### EXERCISE GOAL
Restate the full set of records exactly, without adding or dropping a word.

Start of DATASET CONTENT

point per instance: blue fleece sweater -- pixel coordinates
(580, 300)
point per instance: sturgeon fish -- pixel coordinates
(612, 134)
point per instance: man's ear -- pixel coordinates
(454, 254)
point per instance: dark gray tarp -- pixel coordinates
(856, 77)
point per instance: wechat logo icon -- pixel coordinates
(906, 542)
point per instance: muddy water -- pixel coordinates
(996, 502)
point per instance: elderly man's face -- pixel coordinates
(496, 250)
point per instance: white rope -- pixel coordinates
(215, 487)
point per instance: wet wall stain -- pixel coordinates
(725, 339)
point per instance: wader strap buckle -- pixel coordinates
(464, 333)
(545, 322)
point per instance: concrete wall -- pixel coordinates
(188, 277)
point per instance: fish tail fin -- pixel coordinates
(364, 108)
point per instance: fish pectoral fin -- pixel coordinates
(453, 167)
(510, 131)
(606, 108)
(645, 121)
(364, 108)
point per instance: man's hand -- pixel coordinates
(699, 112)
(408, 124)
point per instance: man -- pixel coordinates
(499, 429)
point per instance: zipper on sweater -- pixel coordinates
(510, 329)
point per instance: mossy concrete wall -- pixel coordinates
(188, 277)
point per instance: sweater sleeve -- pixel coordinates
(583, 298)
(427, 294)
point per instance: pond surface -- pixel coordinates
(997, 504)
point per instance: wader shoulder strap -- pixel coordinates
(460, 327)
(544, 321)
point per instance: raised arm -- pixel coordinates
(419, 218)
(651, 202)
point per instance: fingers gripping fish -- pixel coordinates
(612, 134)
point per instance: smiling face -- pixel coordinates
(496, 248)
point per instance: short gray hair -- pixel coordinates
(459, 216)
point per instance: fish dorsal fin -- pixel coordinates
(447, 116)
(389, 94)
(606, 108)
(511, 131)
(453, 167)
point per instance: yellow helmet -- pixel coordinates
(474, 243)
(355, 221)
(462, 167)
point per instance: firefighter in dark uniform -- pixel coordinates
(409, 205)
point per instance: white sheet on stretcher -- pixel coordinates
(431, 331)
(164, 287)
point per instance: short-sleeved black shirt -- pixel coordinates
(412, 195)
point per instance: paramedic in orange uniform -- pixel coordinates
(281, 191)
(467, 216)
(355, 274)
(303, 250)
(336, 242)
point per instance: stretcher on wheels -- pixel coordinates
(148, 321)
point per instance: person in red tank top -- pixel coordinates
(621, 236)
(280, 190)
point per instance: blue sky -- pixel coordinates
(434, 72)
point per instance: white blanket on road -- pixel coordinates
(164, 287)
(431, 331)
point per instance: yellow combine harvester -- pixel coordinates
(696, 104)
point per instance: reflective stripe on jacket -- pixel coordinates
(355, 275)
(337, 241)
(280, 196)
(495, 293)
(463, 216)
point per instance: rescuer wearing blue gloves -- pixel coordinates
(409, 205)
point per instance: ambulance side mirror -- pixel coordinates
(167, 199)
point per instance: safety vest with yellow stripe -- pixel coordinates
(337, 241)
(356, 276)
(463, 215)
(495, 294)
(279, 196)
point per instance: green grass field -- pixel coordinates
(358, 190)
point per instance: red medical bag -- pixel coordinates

End of DATASET CONTENT

### THE ANSWER
point per instance: blue fleece sweater -- pixel coordinates
(580, 300)
point per instance: sturgeon fish -- pixel coordinates
(612, 134)
point per instance: man's ear -- pixel coordinates
(454, 254)
point per instance: dark gray tarp -- pixel coordinates
(856, 77)
point per instance: wechat logo icon -- pixel coordinates
(906, 542)
point per instance: muddy water -- pixel coordinates
(996, 502)
point per instance: elderly man's face -- pixel coordinates
(496, 250)
point per instance: white rope -- pixel coordinates
(215, 487)
point per instance: wet wall stain -- pixel coordinates
(725, 339)
point per instance: wader strap buckle -- pixel coordinates
(464, 333)
(545, 322)
point per instance: concrete wall -- pixel coordinates
(188, 277)
point per instance: fish tail fin -- pixel coordinates
(364, 108)
point per instance: fish pectoral fin -- pixel coordinates
(453, 167)
(510, 131)
(606, 108)
(645, 121)
(364, 108)
point per instance: man's hand -- pixel coordinates
(699, 112)
(408, 124)
point per instance: man -- pixel coordinates
(499, 429)
point per instance: zipper on sweater -- pixel coordinates
(510, 329)
point per instance: mossy concrete wall -- pixel coordinates
(188, 277)
point per instance: sweater sleeve -- pixel coordinates
(583, 298)
(427, 294)
point per instance: pond surface -- pixel coordinates
(997, 504)
point per instance: wader shoulder strap -- pixel coordinates
(460, 327)
(544, 321)
point per instance: raised arm -- pixel coordinates
(419, 218)
(651, 202)
point per instance: fingers gripping fish -- pixel coordinates
(612, 134)
point per instance: smiling face -- pixel coordinates
(496, 248)
point per instance: short gray hair -- pixel coordinates
(459, 216)
point per instance: fish dorsal fin -- pixel coordinates
(447, 116)
(389, 94)
(606, 108)
(511, 131)
(453, 167)
point per instance: yellow helmet -- pixel coordinates
(474, 243)
(355, 221)
(462, 167)
point per instance: firefighter in dark uniform -- pixel coordinates
(409, 205)
point per instance: white sheet on stretcher -- pixel coordinates
(431, 331)
(164, 287)
point per instance: short-sleeved black shirt -- pixel coordinates
(412, 195)
point per instance: paramedic in orange uniform -- pixel coordinates
(281, 191)
(467, 216)
(355, 274)
(303, 250)
(336, 242)
point per instance: stretcher on wheels -- pixel coordinates
(148, 321)
point per instance: person in red tank top -- pixel coordinates
(621, 236)
(280, 190)
point per instance: blue sky -- pixel coordinates
(434, 72)
point per instance: white blanket on road -- pixel coordinates
(164, 287)
(431, 331)
point per instance: yellow combine harvester -- pixel coordinates
(696, 104)
point per instance: reflective stripe on jacket -- pixel coordinates
(355, 275)
(337, 241)
(280, 196)
(495, 293)
(463, 216)
point per instance: rescuer wearing blue gloves -- pixel coordinates
(409, 205)
point per instance: ambulance side mirror -- pixel coordinates
(167, 199)
point per instance: safety vest with yellow stripe -- pixel coordinates
(337, 241)
(356, 276)
(463, 215)
(495, 294)
(279, 196)
point per instance: green grass field -- pixel coordinates
(358, 190)
point per instance: red medical bag -- pixel coordinates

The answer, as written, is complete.